■ Available data
+ + + +

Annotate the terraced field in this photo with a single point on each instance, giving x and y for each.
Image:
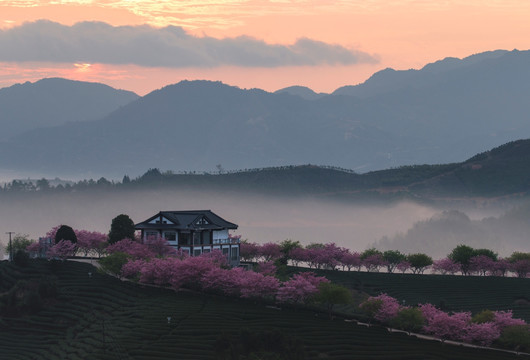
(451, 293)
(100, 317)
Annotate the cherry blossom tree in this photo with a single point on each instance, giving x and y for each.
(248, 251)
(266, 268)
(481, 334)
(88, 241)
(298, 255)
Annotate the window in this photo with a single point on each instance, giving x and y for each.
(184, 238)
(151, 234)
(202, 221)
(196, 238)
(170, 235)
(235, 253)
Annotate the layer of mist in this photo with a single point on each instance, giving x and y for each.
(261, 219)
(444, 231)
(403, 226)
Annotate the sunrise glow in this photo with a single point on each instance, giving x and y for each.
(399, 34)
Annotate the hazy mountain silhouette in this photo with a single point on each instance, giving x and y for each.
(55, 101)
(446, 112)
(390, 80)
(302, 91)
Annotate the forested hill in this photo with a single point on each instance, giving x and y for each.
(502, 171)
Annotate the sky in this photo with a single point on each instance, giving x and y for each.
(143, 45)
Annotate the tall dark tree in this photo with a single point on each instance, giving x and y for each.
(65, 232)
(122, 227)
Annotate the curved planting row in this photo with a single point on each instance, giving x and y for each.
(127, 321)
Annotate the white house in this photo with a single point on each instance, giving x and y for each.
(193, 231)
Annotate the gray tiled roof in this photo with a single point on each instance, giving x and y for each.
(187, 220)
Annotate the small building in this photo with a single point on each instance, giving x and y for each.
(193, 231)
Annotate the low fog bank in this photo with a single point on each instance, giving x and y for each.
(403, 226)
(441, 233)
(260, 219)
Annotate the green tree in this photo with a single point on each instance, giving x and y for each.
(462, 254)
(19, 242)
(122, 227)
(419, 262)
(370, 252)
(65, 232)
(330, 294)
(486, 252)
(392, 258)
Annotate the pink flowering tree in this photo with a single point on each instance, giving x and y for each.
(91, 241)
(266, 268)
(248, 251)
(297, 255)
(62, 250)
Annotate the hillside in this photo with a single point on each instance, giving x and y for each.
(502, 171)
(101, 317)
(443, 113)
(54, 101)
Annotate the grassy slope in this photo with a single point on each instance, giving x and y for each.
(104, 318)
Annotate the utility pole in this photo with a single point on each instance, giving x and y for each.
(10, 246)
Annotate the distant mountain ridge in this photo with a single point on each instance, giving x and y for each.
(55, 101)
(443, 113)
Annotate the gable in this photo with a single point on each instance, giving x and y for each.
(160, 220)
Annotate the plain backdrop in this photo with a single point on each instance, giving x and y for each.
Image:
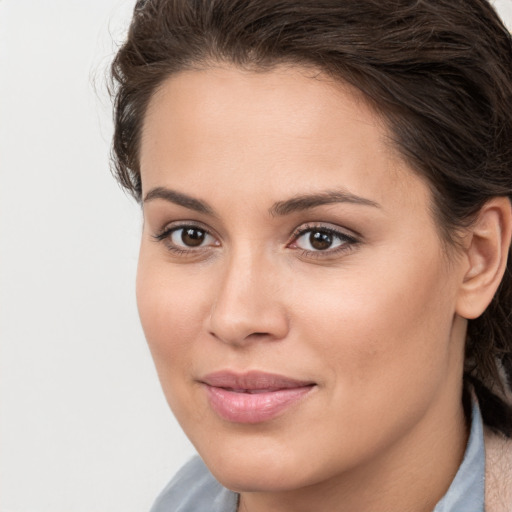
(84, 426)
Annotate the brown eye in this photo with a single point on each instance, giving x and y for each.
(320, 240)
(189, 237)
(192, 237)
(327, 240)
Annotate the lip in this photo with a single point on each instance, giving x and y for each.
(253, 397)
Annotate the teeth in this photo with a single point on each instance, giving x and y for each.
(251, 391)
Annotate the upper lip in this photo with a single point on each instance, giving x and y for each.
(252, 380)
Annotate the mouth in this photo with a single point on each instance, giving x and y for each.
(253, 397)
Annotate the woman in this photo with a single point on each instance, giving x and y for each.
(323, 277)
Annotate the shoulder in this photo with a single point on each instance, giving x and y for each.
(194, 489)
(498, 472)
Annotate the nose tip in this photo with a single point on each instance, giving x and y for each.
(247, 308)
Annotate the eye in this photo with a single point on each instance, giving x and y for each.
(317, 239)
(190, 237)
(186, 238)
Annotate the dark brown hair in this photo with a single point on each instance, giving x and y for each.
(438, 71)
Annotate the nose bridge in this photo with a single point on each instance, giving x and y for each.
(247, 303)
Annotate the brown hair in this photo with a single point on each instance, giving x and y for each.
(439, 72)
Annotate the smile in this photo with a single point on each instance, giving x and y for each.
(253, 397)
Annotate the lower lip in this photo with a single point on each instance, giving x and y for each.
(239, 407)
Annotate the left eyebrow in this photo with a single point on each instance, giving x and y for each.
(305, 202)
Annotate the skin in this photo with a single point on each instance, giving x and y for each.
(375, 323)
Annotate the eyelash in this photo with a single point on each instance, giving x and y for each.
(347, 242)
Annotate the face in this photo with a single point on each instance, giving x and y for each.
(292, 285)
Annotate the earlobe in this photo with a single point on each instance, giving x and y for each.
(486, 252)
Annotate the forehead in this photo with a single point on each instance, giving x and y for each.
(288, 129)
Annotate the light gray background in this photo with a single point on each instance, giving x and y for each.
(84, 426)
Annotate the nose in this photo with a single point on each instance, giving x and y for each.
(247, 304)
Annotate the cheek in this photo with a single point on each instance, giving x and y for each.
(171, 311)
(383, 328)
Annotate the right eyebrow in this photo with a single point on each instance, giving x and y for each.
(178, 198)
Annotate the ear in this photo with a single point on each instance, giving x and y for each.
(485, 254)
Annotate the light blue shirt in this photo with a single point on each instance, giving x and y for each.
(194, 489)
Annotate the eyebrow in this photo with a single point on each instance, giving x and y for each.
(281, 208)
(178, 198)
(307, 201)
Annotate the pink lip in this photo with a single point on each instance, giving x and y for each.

+ + + +

■ Task to carry out
Leave out all images, then reproduce the entries above exactly.

■ Task response
Annotate the terraced field in this photo with a single point on each instance, giving x and y for each.
Image:
(451, 293)
(100, 317)
Annotate the cherry blossom tree in this photo with a single point on each instance, giving x and y for each.
(248, 251)
(266, 268)
(481, 334)
(88, 241)
(298, 255)
Annotate the window in this photo with a single point on each instance, giving x and y for each.
(184, 238)
(151, 234)
(202, 221)
(196, 238)
(170, 235)
(235, 253)
Annotate the layer of mist in this photo with a single point on each instance, giving x and y for each.
(261, 219)
(444, 231)
(403, 226)
Annotate the sunrise glow in this photo with a single point on each instance, giving x and y for each.
(399, 34)
Annotate the hazy mountain silhouette in this photo with a single point on each instance, giving x and y for each.
(55, 101)
(446, 112)
(390, 80)
(302, 91)
Annotate the forested hill in this photo with a single point on each instance, giving x and y for each.
(502, 171)
Annotate the sky in this photo with a single point on each instance, giving x and y for each.
(143, 45)
Annotate the tall dark tree in this photo with a single point on each instance, giving x and y for each.
(65, 232)
(122, 227)
Annotate the curved planting row in this photo with a single point on each instance, giving x and y for each.
(127, 321)
Annotate the white house in this photo with a single point on each instance, giving x and y for each.
(193, 231)
Annotate the gray tiled roof in this photo with a single point on each instance, giving x and y for each.
(187, 220)
Annotate the small building in this photo with a single point on each instance, giving x and y for each.
(193, 231)
Annotate the low fog bank in this photo with a single point on each instance, giving x and y for each.
(403, 226)
(441, 233)
(260, 219)
Annotate the green tree in this photo with a single point on each instance, giving x and y for each.
(462, 254)
(19, 242)
(122, 227)
(419, 262)
(370, 252)
(65, 232)
(330, 294)
(486, 252)
(392, 258)
Annotate the pink flowering tree in this photo with a single point on each instance, giving x and y for each.
(91, 241)
(266, 268)
(248, 251)
(297, 255)
(62, 250)
Annotate the hillside in this photo with a single point on each instance, giving x and y for each.
(502, 171)
(101, 317)
(443, 113)
(54, 101)
Annotate the grassy slope in this photo with a single point on each instance, giving x and y for each.
(104, 318)
Annotate the utility pole in this photo with a single point on each instance, giving x and y for each.
(10, 246)
Annotate the distant mountain ridge in this photo with a single point on each instance, giving x and y for each.
(55, 101)
(443, 113)
Annotate the gable in this photo with a single point on each instance, giving x and y for each.
(160, 220)
Annotate the plain backdrop in this photo with a single point on each instance, giving x and y for each.
Image:
(84, 426)
Annotate the brown eye in this photo with a single point on each instance, giving x and y for each.
(320, 240)
(189, 237)
(192, 237)
(327, 240)
Annotate the lip in this photo with a single point on each instance, giving x and y for each.
(253, 397)
Annotate the teeth in this photo with a single point on each instance, giving x and y for each.
(251, 391)
Annotate the upper lip in this photo with a single point on each instance, giving x and y for each.
(252, 380)
Annotate the mouth in this photo with a single point on each instance, giving x and y for each.
(253, 397)
Annotate the woman in this photo with a single point on each instance, giving x and y for each.
(323, 277)
Annotate the shoulder in this photo with a single point on each instance, giving x and y for each.
(194, 489)
(498, 472)
Annotate the nose tip in this photo with a single point on each instance, giving x and y for each.
(247, 308)
Annotate the eye in this photo with a single point on each instance, giving x and y for each.
(317, 239)
(190, 237)
(186, 238)
Annotate the dark brown hair in this photo with a single point on each instance, giving x and y for each.
(438, 71)
Annotate the nose bridge in this photo with a single point on each instance, giving x and y for each.
(247, 303)
Annotate the brown hair in this photo with a single point on each instance, giving x and y for each.
(439, 72)
Annotate the smile in this photo with a single point on each instance, giving x and y for each.
(253, 397)
Annotate the lower lip in this photo with a single point on each instance, giving x and y for each.
(239, 407)
Annotate the left eyebrow in this photo with a single point on each instance, giving x and y for each.
(305, 202)
Annotate the skin in this photo with a single point on each instance, giving x and y for each.
(375, 323)
Annotate the eyelash in this photo with a single point on each instance, giving x and y for each.
(347, 242)
Annotate the face in this photo with a single point on each instance, giving x and y for each.
(292, 285)
Annotate the earlobe in this photo with a single point on each instance, giving x and y for each.
(486, 252)
Annotate the forehead in this photo with a single point on each instance, giving x and y for each.
(288, 129)
Annotate the light gray background in this photo with a single point on each instance, giving x and y for each.
(84, 426)
Annotate the nose in this photo with a single point on each instance, giving x and y for each.
(247, 304)
Annotate the cheek in this photo with a single point on each instance, giving x and y for each.
(171, 311)
(383, 328)
Annotate the right eyebrow in this photo with a single point on each instance, giving x and y for each.
(178, 198)
Annotate the ear in this photo with a single point on each instance, giving x and y for each.
(485, 254)
Annotate the light blue shirt in this photo with a single point on each instance, giving x and y for each.
(194, 489)
Annotate the eyebrow in this photo with a single point on each instance, giving x and y for each.
(281, 208)
(178, 198)
(307, 201)
Annotate the pink lip in this photo with a single point on each instance, giving x and y for each.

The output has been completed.